[GOAL]
Print every line of the entries below without changing a single character.

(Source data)
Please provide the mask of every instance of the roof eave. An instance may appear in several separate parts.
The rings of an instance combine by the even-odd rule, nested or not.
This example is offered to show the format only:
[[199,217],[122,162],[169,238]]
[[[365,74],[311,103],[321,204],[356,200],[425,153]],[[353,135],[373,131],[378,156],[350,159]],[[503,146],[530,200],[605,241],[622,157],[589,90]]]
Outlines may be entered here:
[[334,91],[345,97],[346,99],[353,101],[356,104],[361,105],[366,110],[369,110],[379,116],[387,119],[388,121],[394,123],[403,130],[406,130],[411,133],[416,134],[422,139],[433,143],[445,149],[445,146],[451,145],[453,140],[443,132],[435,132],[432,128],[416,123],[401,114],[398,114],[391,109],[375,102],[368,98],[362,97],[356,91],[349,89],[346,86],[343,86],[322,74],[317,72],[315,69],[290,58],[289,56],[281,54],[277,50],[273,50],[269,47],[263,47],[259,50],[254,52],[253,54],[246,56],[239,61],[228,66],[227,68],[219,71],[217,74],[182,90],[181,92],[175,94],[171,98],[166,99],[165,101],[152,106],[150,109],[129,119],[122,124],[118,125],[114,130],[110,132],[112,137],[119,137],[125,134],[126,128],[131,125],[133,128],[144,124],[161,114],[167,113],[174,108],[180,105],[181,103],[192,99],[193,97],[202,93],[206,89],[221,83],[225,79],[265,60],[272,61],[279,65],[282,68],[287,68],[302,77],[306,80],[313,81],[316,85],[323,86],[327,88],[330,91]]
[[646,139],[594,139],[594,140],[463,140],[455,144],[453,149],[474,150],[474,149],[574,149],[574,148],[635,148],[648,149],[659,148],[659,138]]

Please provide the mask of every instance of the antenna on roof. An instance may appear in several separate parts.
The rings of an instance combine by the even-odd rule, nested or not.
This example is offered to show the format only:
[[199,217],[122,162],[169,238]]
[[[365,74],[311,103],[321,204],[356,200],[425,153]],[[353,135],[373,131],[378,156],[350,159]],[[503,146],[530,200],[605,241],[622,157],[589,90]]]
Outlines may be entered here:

[PROBLEM SOLUTION]
Please provide the mask of every instance of the roof eave. An instance may appear in several separate parts.
The rings of an instance combine by the even-odd rule, nested or not.
This example is offered to show the format only:
[[199,217],[122,162],[169,238]]
[[[365,74],[311,103],[321,204],[356,200],[425,153]],[[353,135],[373,131],[378,156],[350,159]],[[503,146],[530,200],[605,241],[622,157],[589,90]]]
Outlines may be entered here:
[[334,91],[345,97],[346,99],[353,101],[356,104],[361,105],[366,110],[369,110],[379,116],[387,119],[388,121],[394,123],[403,130],[406,130],[411,133],[416,134],[422,139],[433,143],[445,149],[445,146],[451,145],[453,140],[443,132],[435,132],[432,128],[416,123],[401,114],[398,114],[391,109],[375,102],[368,98],[362,97],[356,91],[349,89],[346,86],[343,86],[322,74],[317,72],[315,69],[290,58],[289,56],[281,54],[277,50],[273,50],[269,47],[263,47],[259,50],[254,52],[253,54],[246,56],[239,61],[228,66],[227,68],[219,71],[217,74],[182,90],[181,92],[175,94],[171,98],[166,99],[165,101],[152,106],[150,109],[129,119],[122,124],[118,125],[114,130],[110,132],[112,137],[119,137],[125,134],[126,128],[131,125],[133,128],[144,124],[161,114],[167,113],[174,108],[180,105],[181,103],[192,99],[193,97],[202,93],[206,89],[221,83],[225,79],[265,60],[272,61],[279,65],[282,68],[287,68],[302,77],[306,80],[313,81],[316,85],[323,86],[327,88],[330,91]]
[[646,139],[594,139],[594,140],[463,140],[455,144],[453,149],[474,150],[474,149],[574,149],[574,148],[635,148],[648,149],[659,148],[659,138]]

Please provide the mask of every instance of the antenna on roof. An instance may appear in several separate parts.
The rings of an instance combine by the even-odd rule, nested or not.
This example is offered to show the format only:
[[199,217],[122,162],[169,238]]
[[[365,74],[311,103],[321,204],[356,200],[425,153]],[[353,135],[373,131],[378,156],[350,159]],[[503,146],[530,200],[605,241],[622,157],[589,90]]]
Outlines may be entered here:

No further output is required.